-- Start Provided material --

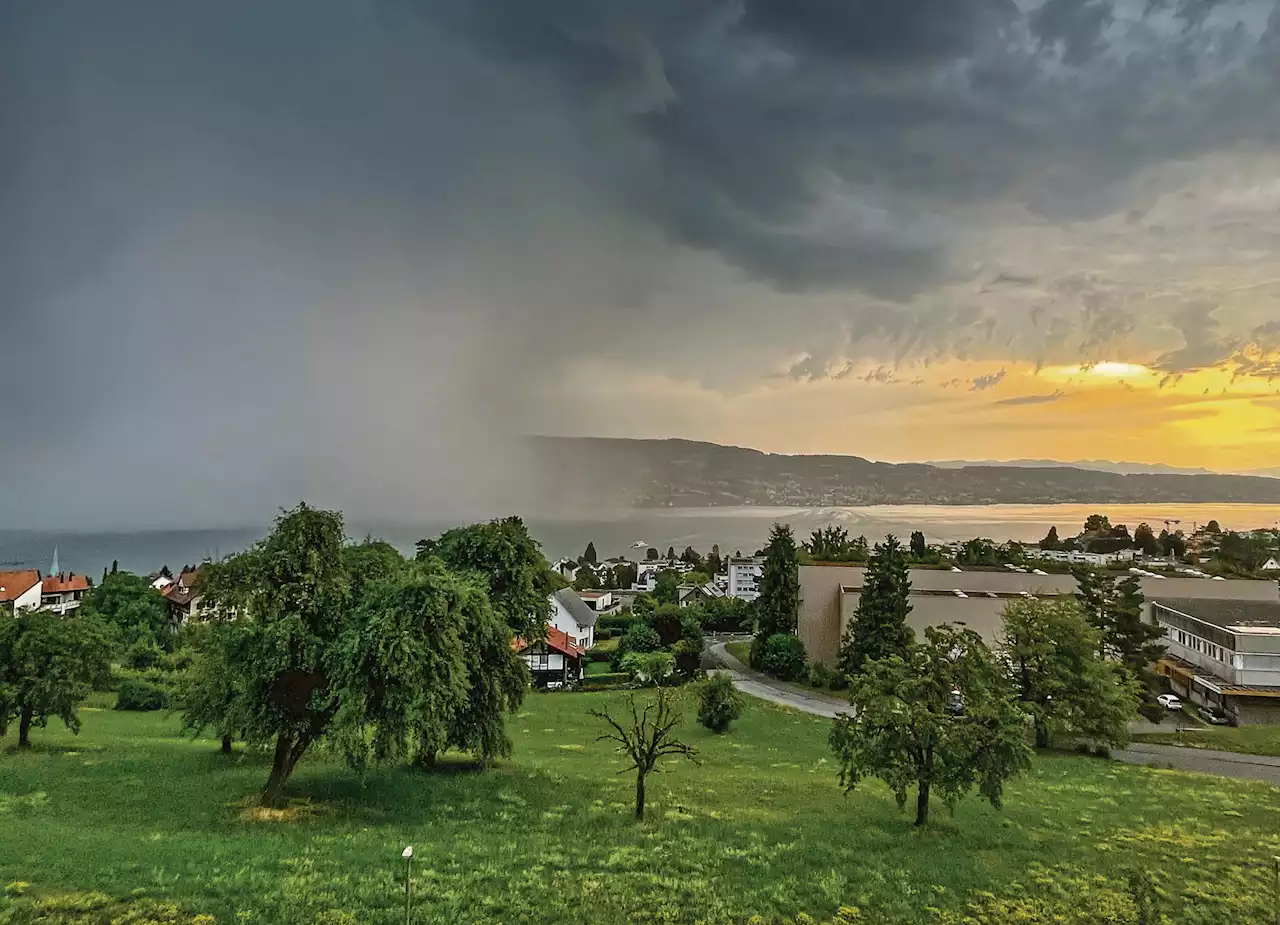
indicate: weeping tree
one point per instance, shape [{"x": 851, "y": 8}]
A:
[
  {"x": 417, "y": 662},
  {"x": 649, "y": 735}
]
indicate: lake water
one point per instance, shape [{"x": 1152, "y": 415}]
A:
[{"x": 732, "y": 529}]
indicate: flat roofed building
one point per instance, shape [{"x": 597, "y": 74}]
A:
[{"x": 1223, "y": 654}]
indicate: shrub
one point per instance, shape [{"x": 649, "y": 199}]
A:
[
  {"x": 640, "y": 637},
  {"x": 140, "y": 695},
  {"x": 782, "y": 656},
  {"x": 718, "y": 704}
]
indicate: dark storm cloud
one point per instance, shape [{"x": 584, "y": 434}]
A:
[{"x": 257, "y": 250}]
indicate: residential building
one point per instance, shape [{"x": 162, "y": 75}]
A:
[
  {"x": 19, "y": 590},
  {"x": 1223, "y": 654},
  {"x": 63, "y": 592},
  {"x": 574, "y": 617},
  {"x": 830, "y": 595},
  {"x": 183, "y": 601},
  {"x": 556, "y": 659},
  {"x": 744, "y": 577}
]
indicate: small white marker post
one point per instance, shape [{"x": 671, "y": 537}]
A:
[{"x": 408, "y": 866}]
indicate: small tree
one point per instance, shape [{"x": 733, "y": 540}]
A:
[
  {"x": 48, "y": 664},
  {"x": 645, "y": 737},
  {"x": 718, "y": 704},
  {"x": 941, "y": 719},
  {"x": 878, "y": 628},
  {"x": 780, "y": 589},
  {"x": 1054, "y": 664}
]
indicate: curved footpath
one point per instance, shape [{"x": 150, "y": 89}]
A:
[{"x": 1202, "y": 760}]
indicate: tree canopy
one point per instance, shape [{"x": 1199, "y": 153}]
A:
[
  {"x": 49, "y": 664},
  {"x": 510, "y": 562},
  {"x": 878, "y": 628},
  {"x": 941, "y": 719},
  {"x": 1061, "y": 679}
]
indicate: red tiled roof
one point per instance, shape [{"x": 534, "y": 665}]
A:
[
  {"x": 557, "y": 640},
  {"x": 64, "y": 584},
  {"x": 13, "y": 585}
]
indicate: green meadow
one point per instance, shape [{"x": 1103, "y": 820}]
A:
[{"x": 132, "y": 810}]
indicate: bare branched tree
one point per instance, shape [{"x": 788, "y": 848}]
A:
[{"x": 645, "y": 738}]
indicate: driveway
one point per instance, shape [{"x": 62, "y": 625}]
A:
[
  {"x": 1228, "y": 764},
  {"x": 776, "y": 691}
]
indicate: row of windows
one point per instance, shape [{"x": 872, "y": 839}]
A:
[{"x": 1197, "y": 644}]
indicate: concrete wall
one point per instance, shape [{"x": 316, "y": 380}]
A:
[
  {"x": 1257, "y": 710},
  {"x": 826, "y": 609}
]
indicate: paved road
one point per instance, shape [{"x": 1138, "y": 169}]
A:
[
  {"x": 766, "y": 688},
  {"x": 1203, "y": 760}
]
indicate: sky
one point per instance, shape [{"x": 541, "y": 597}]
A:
[{"x": 347, "y": 250}]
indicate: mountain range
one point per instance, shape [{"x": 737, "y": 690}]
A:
[{"x": 672, "y": 474}]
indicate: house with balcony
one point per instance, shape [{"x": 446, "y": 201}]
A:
[
  {"x": 19, "y": 590},
  {"x": 1224, "y": 654},
  {"x": 63, "y": 592}
]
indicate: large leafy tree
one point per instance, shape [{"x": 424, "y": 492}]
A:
[
  {"x": 511, "y": 564},
  {"x": 941, "y": 719},
  {"x": 49, "y": 664},
  {"x": 132, "y": 608},
  {"x": 1052, "y": 659},
  {"x": 292, "y": 591},
  {"x": 425, "y": 664},
  {"x": 878, "y": 628},
  {"x": 780, "y": 584}
]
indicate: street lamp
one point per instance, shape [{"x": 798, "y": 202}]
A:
[{"x": 408, "y": 866}]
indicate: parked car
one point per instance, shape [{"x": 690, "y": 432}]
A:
[{"x": 1214, "y": 717}]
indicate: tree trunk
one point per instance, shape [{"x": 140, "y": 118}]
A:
[
  {"x": 922, "y": 804},
  {"x": 1042, "y": 740},
  {"x": 287, "y": 754},
  {"x": 24, "y": 728}
]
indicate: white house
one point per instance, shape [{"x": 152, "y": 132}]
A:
[
  {"x": 744, "y": 578},
  {"x": 572, "y": 617},
  {"x": 19, "y": 590},
  {"x": 63, "y": 592}
]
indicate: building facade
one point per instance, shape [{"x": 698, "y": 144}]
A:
[
  {"x": 744, "y": 578},
  {"x": 1224, "y": 654},
  {"x": 830, "y": 595}
]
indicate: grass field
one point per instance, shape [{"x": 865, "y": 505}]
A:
[
  {"x": 1249, "y": 740},
  {"x": 759, "y": 828}
]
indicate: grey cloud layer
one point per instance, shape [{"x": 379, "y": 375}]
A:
[{"x": 328, "y": 248}]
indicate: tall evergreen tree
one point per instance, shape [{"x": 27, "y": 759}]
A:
[
  {"x": 878, "y": 628},
  {"x": 780, "y": 587}
]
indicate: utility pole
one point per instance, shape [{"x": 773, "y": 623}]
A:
[{"x": 408, "y": 882}]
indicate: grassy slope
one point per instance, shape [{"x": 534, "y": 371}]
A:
[
  {"x": 1249, "y": 740},
  {"x": 758, "y": 828}
]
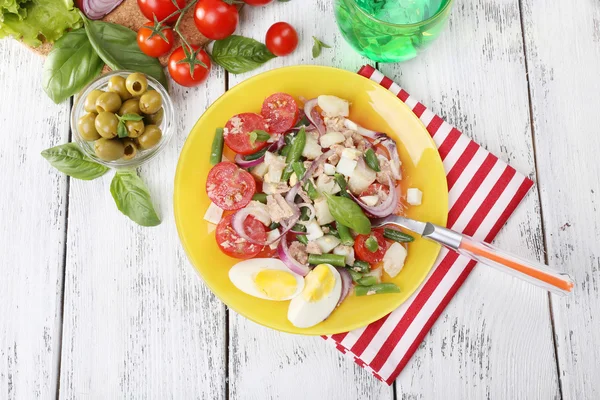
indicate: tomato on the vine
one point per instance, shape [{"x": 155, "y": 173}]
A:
[
  {"x": 180, "y": 66},
  {"x": 216, "y": 19},
  {"x": 155, "y": 45},
  {"x": 160, "y": 8},
  {"x": 282, "y": 39},
  {"x": 257, "y": 2}
]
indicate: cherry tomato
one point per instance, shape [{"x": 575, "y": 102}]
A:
[
  {"x": 257, "y": 2},
  {"x": 280, "y": 111},
  {"x": 281, "y": 39},
  {"x": 237, "y": 133},
  {"x": 160, "y": 8},
  {"x": 363, "y": 253},
  {"x": 180, "y": 72},
  {"x": 233, "y": 245},
  {"x": 155, "y": 46},
  {"x": 230, "y": 187},
  {"x": 216, "y": 19}
]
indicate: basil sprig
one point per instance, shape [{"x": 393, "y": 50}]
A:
[
  {"x": 69, "y": 159},
  {"x": 347, "y": 212},
  {"x": 238, "y": 54},
  {"x": 133, "y": 199},
  {"x": 117, "y": 47}
]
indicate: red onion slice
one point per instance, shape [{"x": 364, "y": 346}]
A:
[
  {"x": 283, "y": 251},
  {"x": 275, "y": 146},
  {"x": 96, "y": 9},
  {"x": 314, "y": 117},
  {"x": 346, "y": 284},
  {"x": 384, "y": 209}
]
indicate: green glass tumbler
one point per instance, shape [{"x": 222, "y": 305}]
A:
[{"x": 384, "y": 41}]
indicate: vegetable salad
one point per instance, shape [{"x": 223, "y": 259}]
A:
[{"x": 296, "y": 204}]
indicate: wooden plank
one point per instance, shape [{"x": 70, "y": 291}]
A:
[
  {"x": 138, "y": 322},
  {"x": 265, "y": 364},
  {"x": 32, "y": 204},
  {"x": 494, "y": 339},
  {"x": 564, "y": 82}
]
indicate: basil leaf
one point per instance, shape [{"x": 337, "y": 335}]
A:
[
  {"x": 71, "y": 65},
  {"x": 133, "y": 199},
  {"x": 69, "y": 159},
  {"x": 117, "y": 46},
  {"x": 239, "y": 54},
  {"x": 347, "y": 212}
]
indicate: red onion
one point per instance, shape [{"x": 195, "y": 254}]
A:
[
  {"x": 314, "y": 117},
  {"x": 392, "y": 148},
  {"x": 275, "y": 146},
  {"x": 346, "y": 284},
  {"x": 384, "y": 209},
  {"x": 96, "y": 9},
  {"x": 283, "y": 251}
]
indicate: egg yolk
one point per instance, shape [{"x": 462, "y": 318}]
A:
[
  {"x": 318, "y": 283},
  {"x": 275, "y": 284}
]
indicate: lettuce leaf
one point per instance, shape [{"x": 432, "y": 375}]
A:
[{"x": 34, "y": 21}]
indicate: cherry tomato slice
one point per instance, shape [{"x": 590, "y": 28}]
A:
[
  {"x": 230, "y": 187},
  {"x": 363, "y": 253},
  {"x": 233, "y": 245},
  {"x": 238, "y": 131},
  {"x": 280, "y": 111}
]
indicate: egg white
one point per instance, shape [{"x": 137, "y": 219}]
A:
[
  {"x": 304, "y": 314},
  {"x": 242, "y": 276}
]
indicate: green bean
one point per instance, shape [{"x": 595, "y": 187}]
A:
[
  {"x": 371, "y": 244},
  {"x": 297, "y": 146},
  {"x": 345, "y": 235},
  {"x": 372, "y": 160},
  {"x": 397, "y": 236},
  {"x": 356, "y": 276},
  {"x": 361, "y": 266},
  {"x": 341, "y": 181},
  {"x": 367, "y": 281},
  {"x": 302, "y": 239},
  {"x": 216, "y": 151},
  {"x": 262, "y": 197},
  {"x": 299, "y": 228},
  {"x": 274, "y": 225},
  {"x": 337, "y": 260},
  {"x": 299, "y": 170},
  {"x": 380, "y": 288}
]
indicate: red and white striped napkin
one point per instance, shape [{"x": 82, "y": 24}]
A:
[{"x": 483, "y": 193}]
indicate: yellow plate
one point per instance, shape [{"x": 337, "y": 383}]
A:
[{"x": 373, "y": 107}]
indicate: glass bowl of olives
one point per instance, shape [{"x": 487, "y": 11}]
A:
[{"x": 123, "y": 119}]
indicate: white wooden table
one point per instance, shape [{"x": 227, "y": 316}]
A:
[{"x": 95, "y": 307}]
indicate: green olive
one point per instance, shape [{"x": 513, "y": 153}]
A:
[
  {"x": 109, "y": 150},
  {"x": 134, "y": 128},
  {"x": 106, "y": 124},
  {"x": 136, "y": 84},
  {"x": 150, "y": 138},
  {"x": 150, "y": 102},
  {"x": 131, "y": 106},
  {"x": 86, "y": 126},
  {"x": 90, "y": 101},
  {"x": 156, "y": 118},
  {"x": 116, "y": 84},
  {"x": 108, "y": 101},
  {"x": 130, "y": 149}
]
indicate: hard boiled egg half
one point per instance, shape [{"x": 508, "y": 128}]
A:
[
  {"x": 266, "y": 278},
  {"x": 321, "y": 293}
]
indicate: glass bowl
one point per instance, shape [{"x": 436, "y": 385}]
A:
[{"x": 167, "y": 125}]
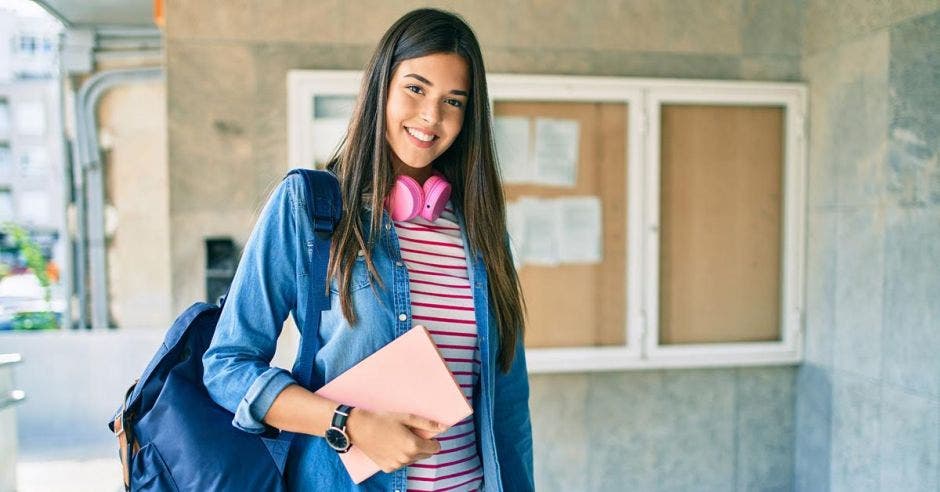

-- End Provided material --

* Exercise directions: Count how many lines in the entries above contain the string "slice", with case counting. Reply with the number only.

* Solution for this task: 2